## Input
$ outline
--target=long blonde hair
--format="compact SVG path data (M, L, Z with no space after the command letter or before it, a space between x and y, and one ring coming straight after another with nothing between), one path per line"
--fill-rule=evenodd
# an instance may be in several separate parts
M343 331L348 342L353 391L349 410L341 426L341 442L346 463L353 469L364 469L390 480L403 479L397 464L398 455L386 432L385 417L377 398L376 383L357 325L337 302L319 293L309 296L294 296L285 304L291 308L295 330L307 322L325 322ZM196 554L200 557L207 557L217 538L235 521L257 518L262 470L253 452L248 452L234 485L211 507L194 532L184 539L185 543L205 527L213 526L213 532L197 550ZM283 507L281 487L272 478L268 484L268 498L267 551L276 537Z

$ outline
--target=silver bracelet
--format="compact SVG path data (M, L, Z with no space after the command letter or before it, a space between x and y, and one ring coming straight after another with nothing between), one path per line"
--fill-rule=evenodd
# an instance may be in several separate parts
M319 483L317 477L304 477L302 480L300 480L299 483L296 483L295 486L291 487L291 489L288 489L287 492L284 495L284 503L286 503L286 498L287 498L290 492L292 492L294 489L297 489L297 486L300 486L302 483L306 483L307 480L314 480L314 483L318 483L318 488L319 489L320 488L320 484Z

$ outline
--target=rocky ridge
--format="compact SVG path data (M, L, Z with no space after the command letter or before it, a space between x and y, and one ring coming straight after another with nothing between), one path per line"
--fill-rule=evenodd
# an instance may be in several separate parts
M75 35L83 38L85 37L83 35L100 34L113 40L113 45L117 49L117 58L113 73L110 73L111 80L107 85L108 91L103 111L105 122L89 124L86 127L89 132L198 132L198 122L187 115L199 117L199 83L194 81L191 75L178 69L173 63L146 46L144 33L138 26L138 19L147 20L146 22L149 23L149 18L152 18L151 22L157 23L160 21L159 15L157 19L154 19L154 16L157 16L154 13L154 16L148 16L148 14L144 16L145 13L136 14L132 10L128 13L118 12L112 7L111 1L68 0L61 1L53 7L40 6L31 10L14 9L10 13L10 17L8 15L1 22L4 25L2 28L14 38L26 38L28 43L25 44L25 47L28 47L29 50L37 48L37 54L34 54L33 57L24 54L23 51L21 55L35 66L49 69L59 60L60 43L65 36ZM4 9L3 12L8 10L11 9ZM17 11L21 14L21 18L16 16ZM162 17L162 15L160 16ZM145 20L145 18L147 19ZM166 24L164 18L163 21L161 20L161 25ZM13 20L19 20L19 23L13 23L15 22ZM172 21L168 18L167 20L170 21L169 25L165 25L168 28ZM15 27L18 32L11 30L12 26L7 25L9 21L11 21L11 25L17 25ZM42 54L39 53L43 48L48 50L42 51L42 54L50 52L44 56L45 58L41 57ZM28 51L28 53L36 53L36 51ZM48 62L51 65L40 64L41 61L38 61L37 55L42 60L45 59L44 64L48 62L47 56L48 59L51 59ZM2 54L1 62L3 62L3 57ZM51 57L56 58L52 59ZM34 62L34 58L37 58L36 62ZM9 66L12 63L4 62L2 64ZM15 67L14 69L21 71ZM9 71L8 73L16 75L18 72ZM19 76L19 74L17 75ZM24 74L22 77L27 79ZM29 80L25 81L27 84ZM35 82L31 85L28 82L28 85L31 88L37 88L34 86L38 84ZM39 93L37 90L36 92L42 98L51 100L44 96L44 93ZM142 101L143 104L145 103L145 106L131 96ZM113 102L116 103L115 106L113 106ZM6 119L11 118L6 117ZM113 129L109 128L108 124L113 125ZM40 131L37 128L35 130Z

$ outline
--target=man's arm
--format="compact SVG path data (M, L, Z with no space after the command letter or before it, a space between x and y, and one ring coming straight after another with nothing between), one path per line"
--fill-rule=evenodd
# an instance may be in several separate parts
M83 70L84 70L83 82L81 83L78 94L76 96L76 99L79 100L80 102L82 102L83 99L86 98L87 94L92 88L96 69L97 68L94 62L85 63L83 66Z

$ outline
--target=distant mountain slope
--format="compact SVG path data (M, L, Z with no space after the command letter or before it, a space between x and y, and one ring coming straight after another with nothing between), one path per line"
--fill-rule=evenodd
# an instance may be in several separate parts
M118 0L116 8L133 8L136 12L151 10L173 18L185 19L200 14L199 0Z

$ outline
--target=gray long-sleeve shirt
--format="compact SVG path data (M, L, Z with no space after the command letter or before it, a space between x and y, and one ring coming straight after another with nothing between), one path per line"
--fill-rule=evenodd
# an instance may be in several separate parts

## Stated task
Reproduce every line of the entries above verbatim, without changing any character.

## Exercise answer
$ outline
--target=long blonde hair
--format="compact SVG path data (M, L, Z with no space after the command letter or before it, a space between x and y, and one ring coming straight after another with nothing between), one path per line"
--fill-rule=evenodd
# an instance may be in several separate parts
M343 331L348 342L353 391L349 410L341 426L341 442L346 463L353 469L364 469L390 480L403 479L397 464L398 455L386 432L385 417L377 398L376 383L357 325L337 302L319 293L309 296L294 296L285 304L291 308L295 330L307 322L325 322ZM196 554L200 557L207 557L217 538L235 521L257 518L262 470L253 452L248 452L234 485L211 507L194 532L184 539L185 543L205 527L213 526L213 532L197 550ZM283 507L281 487L272 478L268 484L268 498L267 551L276 537Z

$ outline
--target=silver bracelet
--format="compact SVG path data (M, L, Z with no space after the command letter or before it, a space between x and y, and one ring coming straight after another with nothing between), one path per line"
--fill-rule=evenodd
# an instance may be in several separate parts
M319 483L317 477L304 477L302 480L300 480L299 483L296 483L295 486L291 487L291 489L288 489L287 492L284 495L284 503L286 503L286 498L287 498L290 492L292 492L294 489L297 489L297 486L300 486L302 483L306 483L307 480L314 480L314 483L318 483L318 488L319 489L320 488L320 484Z

$ outline
--target=rocky ridge
--format="compact SVG path data (M, L, Z with no space after the command letter or before it, a space between x and y, and one ring coming straight after another with nothing between), one path per line"
--fill-rule=evenodd
# an instance may be in several separate parts
M75 35L83 38L85 37L83 35L100 34L113 40L113 45L117 49L117 58L113 73L110 73L111 80L107 85L108 91L103 111L105 122L89 124L86 127L89 132L198 132L198 122L187 115L199 117L199 83L194 81L191 75L178 69L173 63L146 46L144 33L138 26L138 19L147 20L146 22L149 23L149 18L152 18L151 22L157 23L160 21L159 15L157 19L154 19L154 16L157 16L154 13L154 16L148 16L148 14L144 16L145 13L136 14L132 10L128 13L118 12L112 7L111 1L68 0L61 1L53 7L40 6L31 10L14 9L10 13L10 17L8 15L1 22L4 25L2 28L14 38L26 38L28 43L25 44L25 47L28 47L29 50L37 48L37 54L34 54L33 57L24 54L23 51L21 55L35 66L49 69L59 60L60 43L65 36ZM4 9L3 12L8 10L11 9ZM17 11L21 14L21 18L16 16ZM162 17L162 15L160 16ZM145 20L145 18L147 19ZM166 24L164 18L163 21L161 20L161 25ZM13 20L19 20L19 23L13 23L15 22ZM172 21L168 18L167 20L170 21L169 25L165 25L168 28ZM15 27L18 32L11 30L12 26L7 25L9 21L11 21L11 25L17 25ZM42 54L39 53L43 48L48 50L42 51L42 54L50 52L44 56L45 58L41 57ZM28 51L28 53L36 53L36 51ZM48 62L51 65L40 64L41 61L38 61L37 55L42 60L45 59L44 64L48 62L47 56L48 59L51 59ZM2 54L1 62L3 62L3 57ZM51 57L56 58L52 59ZM34 62L34 58L37 58L36 62ZM9 66L12 63L4 62L2 64ZM15 67L14 69L21 71ZM9 71L8 73L16 75L18 72ZM19 76L19 74L17 75ZM24 74L22 77L27 79ZM29 80L25 81L27 84ZM35 82L31 85L28 82L28 85L31 88L37 88L34 86L38 84ZM39 93L37 90L36 92L42 98L51 100L44 96L44 93ZM142 101L143 104L145 103L145 106L131 96ZM113 102L116 103L115 106L113 106ZM6 119L11 118L6 117ZM113 129L109 128L108 124L113 125ZM40 131L37 128L35 130Z

$ outline
--target=man's arm
--format="compact SVG path data (M, L, Z with no space after the command letter or before it, a space between x and y, and one ring coming straight after another with nothing between), one path per line"
--fill-rule=evenodd
# an instance may be in several separate parts
M83 70L84 70L83 82L81 83L78 94L76 96L76 99L79 100L80 102L82 102L83 99L86 98L87 94L92 88L96 69L97 68L94 62L85 63L83 66Z

$ outline
--target=distant mountain slope
--format="compact SVG path data (M, L, Z with no space after the command letter or before it, a space between x and y, and one ring coming straight after another with nothing between), one path per line"
--fill-rule=evenodd
# an instance may be in several separate parts
M118 0L116 8L133 8L136 12L151 10L173 18L185 19L200 14L199 0Z

$ outline
--target=gray long-sleeve shirt
--format="compact SVG path data (M, L, Z with no space after the command letter or before it, a space between x and y, and one ring coming straight after another with nothing between), one path per line"
--fill-rule=evenodd
# an instance may be in several separate parts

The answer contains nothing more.